• [EXCERPTED DATA]
▬▬▬

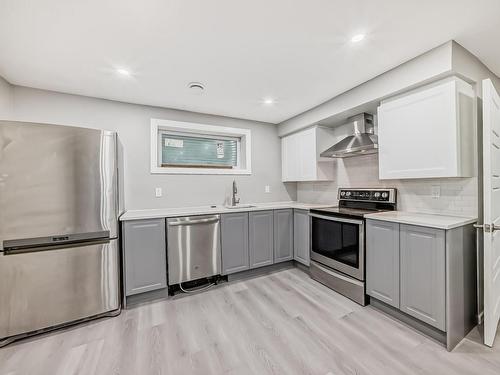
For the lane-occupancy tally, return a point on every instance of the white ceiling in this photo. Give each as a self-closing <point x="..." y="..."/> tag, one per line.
<point x="297" y="52"/>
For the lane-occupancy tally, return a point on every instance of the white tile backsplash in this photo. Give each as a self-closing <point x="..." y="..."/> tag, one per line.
<point x="458" y="196"/>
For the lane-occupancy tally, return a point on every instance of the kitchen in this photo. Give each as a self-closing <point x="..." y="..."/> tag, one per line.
<point x="343" y="225"/>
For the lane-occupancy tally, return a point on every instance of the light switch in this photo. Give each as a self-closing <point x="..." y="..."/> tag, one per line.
<point x="158" y="192"/>
<point x="435" y="191"/>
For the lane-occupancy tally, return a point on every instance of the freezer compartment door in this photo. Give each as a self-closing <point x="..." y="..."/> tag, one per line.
<point x="56" y="180"/>
<point x="43" y="289"/>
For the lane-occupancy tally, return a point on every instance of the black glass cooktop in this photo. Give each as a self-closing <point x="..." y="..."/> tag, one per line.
<point x="345" y="211"/>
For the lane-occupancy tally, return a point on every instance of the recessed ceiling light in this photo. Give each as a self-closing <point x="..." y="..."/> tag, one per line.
<point x="196" y="87"/>
<point x="357" y="38"/>
<point x="123" y="72"/>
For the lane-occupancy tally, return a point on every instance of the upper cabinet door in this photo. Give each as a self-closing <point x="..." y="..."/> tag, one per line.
<point x="428" y="132"/>
<point x="300" y="160"/>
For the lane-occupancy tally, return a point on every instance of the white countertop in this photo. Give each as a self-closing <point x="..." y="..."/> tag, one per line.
<point x="426" y="220"/>
<point x="206" y="210"/>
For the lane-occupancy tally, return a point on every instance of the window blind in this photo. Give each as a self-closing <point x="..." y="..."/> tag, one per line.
<point x="198" y="151"/>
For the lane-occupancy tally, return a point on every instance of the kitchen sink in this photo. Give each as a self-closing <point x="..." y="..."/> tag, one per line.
<point x="241" y="206"/>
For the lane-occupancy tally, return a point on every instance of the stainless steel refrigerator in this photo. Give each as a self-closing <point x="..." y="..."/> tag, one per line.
<point x="59" y="253"/>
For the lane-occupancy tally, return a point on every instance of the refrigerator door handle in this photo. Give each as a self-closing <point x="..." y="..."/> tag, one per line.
<point x="54" y="242"/>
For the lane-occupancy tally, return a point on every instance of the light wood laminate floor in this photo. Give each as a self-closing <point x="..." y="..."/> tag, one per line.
<point x="281" y="323"/>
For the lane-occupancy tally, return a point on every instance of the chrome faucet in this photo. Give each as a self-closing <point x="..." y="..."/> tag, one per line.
<point x="234" y="200"/>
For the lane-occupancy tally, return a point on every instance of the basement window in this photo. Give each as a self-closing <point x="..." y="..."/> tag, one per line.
<point x="188" y="148"/>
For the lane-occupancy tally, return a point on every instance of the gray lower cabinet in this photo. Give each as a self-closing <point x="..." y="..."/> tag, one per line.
<point x="144" y="247"/>
<point x="283" y="235"/>
<point x="382" y="261"/>
<point x="261" y="238"/>
<point x="422" y="252"/>
<point x="234" y="241"/>
<point x="301" y="240"/>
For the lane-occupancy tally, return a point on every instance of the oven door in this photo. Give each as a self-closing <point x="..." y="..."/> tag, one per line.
<point x="339" y="243"/>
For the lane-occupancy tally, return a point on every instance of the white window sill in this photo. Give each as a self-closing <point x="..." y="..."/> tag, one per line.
<point x="160" y="170"/>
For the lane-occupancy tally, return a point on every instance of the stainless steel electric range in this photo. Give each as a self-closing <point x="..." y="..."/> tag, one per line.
<point x="338" y="239"/>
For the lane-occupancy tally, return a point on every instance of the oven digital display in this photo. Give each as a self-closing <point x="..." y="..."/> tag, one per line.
<point x="365" y="195"/>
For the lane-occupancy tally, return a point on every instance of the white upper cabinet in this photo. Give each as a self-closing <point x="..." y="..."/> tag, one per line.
<point x="428" y="132"/>
<point x="300" y="160"/>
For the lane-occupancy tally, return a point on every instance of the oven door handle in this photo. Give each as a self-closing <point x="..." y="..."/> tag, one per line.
<point x="336" y="218"/>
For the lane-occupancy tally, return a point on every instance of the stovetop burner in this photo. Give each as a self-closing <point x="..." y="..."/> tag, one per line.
<point x="344" y="211"/>
<point x="360" y="202"/>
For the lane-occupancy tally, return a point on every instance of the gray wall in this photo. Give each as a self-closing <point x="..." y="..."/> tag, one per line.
<point x="6" y="93"/>
<point x="132" y="122"/>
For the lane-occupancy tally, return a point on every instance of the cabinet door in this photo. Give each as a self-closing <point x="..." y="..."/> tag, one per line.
<point x="234" y="237"/>
<point x="301" y="237"/>
<point x="261" y="224"/>
<point x="382" y="261"/>
<point x="421" y="133"/>
<point x="289" y="158"/>
<point x="307" y="162"/>
<point x="283" y="235"/>
<point x="144" y="255"/>
<point x="423" y="274"/>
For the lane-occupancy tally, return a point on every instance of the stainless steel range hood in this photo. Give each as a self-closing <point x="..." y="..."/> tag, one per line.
<point x="362" y="142"/>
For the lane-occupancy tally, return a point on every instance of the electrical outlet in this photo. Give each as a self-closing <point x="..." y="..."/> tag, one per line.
<point x="435" y="191"/>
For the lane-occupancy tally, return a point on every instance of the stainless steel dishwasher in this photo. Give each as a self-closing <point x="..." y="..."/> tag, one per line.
<point x="194" y="250"/>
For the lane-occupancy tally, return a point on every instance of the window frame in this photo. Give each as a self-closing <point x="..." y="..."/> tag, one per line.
<point x="244" y="159"/>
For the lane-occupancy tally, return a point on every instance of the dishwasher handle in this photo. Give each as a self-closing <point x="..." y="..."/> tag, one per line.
<point x="179" y="222"/>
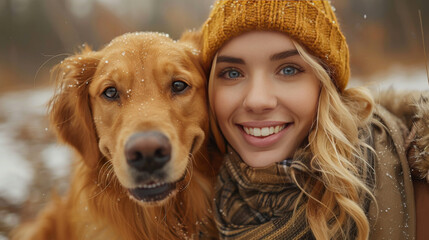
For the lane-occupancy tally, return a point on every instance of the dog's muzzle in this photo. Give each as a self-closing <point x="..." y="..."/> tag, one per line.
<point x="147" y="153"/>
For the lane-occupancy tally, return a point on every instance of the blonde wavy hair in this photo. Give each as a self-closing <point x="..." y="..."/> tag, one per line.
<point x="335" y="197"/>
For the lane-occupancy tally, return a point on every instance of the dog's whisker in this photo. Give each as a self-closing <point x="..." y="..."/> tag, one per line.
<point x="189" y="169"/>
<point x="105" y="175"/>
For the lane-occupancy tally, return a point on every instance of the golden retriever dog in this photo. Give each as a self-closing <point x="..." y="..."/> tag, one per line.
<point x="136" y="113"/>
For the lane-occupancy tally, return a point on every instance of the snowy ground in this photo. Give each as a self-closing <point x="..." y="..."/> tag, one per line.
<point x="31" y="163"/>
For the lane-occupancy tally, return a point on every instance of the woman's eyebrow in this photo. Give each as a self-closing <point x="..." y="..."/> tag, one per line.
<point x="228" y="59"/>
<point x="283" y="55"/>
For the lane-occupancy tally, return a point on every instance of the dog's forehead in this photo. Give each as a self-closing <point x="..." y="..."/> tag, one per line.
<point x="142" y="41"/>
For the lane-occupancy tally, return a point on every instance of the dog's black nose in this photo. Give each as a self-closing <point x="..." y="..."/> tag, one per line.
<point x="148" y="151"/>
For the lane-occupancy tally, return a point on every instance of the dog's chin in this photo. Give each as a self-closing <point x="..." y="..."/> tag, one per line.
<point x="154" y="193"/>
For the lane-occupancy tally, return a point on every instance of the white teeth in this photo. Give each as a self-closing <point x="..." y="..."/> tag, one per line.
<point x="154" y="185"/>
<point x="266" y="131"/>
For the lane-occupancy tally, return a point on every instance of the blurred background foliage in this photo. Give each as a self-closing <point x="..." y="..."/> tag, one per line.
<point x="36" y="34"/>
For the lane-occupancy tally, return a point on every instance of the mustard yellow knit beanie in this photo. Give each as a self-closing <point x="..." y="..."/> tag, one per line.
<point x="311" y="23"/>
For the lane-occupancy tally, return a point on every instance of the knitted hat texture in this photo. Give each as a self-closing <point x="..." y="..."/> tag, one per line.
<point x="311" y="23"/>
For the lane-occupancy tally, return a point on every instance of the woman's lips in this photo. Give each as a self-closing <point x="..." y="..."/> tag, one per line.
<point x="263" y="136"/>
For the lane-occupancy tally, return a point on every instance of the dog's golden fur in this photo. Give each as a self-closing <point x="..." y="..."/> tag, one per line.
<point x="142" y="66"/>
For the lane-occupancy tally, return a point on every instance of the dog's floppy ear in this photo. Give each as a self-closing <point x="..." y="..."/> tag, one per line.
<point x="191" y="40"/>
<point x="69" y="108"/>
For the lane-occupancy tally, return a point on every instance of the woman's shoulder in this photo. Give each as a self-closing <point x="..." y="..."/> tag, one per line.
<point x="402" y="106"/>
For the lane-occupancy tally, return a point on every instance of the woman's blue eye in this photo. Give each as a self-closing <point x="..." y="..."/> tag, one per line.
<point x="233" y="74"/>
<point x="289" y="71"/>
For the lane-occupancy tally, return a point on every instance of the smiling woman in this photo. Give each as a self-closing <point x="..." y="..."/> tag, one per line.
<point x="305" y="157"/>
<point x="251" y="79"/>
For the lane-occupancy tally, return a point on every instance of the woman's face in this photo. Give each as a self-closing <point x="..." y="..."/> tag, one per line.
<point x="264" y="96"/>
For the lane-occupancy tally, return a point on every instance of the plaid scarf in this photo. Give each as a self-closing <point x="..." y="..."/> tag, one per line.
<point x="260" y="203"/>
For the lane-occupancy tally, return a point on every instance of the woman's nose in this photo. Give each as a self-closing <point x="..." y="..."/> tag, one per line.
<point x="260" y="96"/>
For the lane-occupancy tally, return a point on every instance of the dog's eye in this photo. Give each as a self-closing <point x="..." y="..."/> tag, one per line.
<point x="111" y="93"/>
<point x="179" y="86"/>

▬▬▬

Every line from the one containing "the dog's eye" through the end of the data must be repeated exactly, and no other line.

• [THE ANSWER]
For the lane-occupancy tally, return a point on every instance of the dog's eye in this photo. Give each as a self-closing <point x="..." y="..."/> tag, one per line.
<point x="111" y="93"/>
<point x="179" y="86"/>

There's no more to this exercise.